=== Work instructions ===
From the listing below, pull out every line that contains the string "windshield", matching case exactly.

[Image segmentation listing]
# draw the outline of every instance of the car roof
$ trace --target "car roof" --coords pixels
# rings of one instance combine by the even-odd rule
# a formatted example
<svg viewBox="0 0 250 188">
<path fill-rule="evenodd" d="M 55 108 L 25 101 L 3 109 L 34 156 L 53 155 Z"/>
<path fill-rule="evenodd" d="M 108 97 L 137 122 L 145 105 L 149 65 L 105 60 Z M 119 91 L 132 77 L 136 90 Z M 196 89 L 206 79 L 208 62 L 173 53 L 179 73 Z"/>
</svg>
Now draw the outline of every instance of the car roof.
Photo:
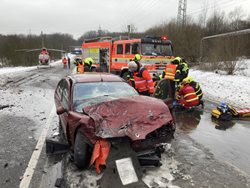
<svg viewBox="0 0 250 188">
<path fill-rule="evenodd" d="M 68 77 L 71 78 L 74 83 L 124 82 L 124 80 L 121 77 L 110 73 L 88 72 L 84 74 L 75 74 Z"/>
</svg>

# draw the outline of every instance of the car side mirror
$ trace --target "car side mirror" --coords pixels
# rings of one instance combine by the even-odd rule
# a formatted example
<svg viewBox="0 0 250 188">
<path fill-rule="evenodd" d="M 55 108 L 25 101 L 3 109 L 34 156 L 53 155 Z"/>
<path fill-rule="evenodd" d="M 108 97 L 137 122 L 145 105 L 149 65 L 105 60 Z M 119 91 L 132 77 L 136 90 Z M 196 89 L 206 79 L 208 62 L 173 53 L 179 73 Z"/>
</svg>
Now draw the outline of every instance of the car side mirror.
<svg viewBox="0 0 250 188">
<path fill-rule="evenodd" d="M 65 108 L 62 107 L 62 106 L 59 106 L 59 107 L 56 109 L 57 115 L 61 115 L 61 114 L 63 114 L 64 112 L 67 112 L 67 109 L 65 109 Z"/>
</svg>

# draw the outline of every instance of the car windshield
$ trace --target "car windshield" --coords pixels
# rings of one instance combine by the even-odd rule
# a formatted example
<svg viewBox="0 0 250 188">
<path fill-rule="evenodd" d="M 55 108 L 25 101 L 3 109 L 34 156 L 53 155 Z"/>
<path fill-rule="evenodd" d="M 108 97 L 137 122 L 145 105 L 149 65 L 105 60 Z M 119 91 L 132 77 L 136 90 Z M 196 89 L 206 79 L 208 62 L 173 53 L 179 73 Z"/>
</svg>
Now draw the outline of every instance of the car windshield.
<svg viewBox="0 0 250 188">
<path fill-rule="evenodd" d="M 142 55 L 153 56 L 172 56 L 172 48 L 170 44 L 142 44 Z"/>
<path fill-rule="evenodd" d="M 139 94 L 125 82 L 77 83 L 73 91 L 73 110 L 82 113 L 83 107 L 135 95 Z"/>
</svg>

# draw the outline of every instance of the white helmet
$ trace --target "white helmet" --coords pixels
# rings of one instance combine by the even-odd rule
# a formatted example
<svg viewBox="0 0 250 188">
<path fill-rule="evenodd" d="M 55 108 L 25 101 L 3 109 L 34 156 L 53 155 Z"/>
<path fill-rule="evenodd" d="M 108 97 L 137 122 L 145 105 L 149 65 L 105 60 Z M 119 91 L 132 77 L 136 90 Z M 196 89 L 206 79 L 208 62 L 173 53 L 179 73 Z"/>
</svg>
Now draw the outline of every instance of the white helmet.
<svg viewBox="0 0 250 188">
<path fill-rule="evenodd" d="M 128 68 L 129 70 L 131 70 L 132 72 L 136 71 L 138 69 L 138 65 L 136 64 L 135 61 L 130 61 L 128 63 Z"/>
</svg>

=== Full response ===
# draw the outline of every instance of the car windshield
$ trace --target "car windshield" --coords pixels
Now draw the outline of every instance of the car windshield.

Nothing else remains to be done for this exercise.